● WHAT IS EXPECTED: In the entries below, find each line bearing the string "tower" and copy it.

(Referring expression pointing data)

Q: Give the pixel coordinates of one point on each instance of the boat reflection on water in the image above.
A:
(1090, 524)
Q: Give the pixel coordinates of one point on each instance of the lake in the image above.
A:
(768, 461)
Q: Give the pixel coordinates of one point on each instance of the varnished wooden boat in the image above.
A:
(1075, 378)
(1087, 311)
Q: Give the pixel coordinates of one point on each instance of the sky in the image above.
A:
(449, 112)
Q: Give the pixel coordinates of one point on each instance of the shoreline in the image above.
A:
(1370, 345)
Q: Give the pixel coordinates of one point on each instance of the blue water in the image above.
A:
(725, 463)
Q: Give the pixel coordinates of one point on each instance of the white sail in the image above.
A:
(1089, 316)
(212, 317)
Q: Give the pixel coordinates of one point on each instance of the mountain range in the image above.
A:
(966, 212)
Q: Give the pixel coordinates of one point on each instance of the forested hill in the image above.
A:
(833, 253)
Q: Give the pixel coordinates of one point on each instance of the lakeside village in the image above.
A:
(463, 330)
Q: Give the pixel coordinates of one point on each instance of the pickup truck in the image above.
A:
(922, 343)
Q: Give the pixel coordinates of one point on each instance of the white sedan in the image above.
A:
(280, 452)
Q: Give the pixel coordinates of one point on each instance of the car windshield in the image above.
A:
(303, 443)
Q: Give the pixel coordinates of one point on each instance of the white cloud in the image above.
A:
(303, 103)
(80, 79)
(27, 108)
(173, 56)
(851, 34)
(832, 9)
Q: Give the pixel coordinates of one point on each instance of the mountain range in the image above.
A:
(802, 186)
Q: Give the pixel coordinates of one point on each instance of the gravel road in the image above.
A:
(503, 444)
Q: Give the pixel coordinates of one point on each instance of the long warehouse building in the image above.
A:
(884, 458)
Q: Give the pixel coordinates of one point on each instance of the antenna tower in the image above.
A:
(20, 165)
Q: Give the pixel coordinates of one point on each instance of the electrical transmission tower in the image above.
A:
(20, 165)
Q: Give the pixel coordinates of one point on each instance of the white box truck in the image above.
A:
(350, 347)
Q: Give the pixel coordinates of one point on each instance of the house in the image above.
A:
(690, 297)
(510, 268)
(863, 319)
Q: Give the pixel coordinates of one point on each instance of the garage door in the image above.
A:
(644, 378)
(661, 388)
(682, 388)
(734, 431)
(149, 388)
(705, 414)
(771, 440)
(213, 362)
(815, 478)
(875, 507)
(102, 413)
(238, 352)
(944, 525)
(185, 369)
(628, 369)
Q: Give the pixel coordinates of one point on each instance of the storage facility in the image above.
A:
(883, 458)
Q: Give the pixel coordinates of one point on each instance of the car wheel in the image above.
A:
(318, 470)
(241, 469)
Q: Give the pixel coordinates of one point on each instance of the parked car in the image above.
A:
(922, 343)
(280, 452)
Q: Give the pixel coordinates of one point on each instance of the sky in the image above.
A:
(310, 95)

● SOLUTION BELOW:
Q: Give the pixel coordinates of one point on each instance of the antenna tower in the image above.
Q: Give the pixel coordinates of one point on each instance of the electrical transmission tower in the image above.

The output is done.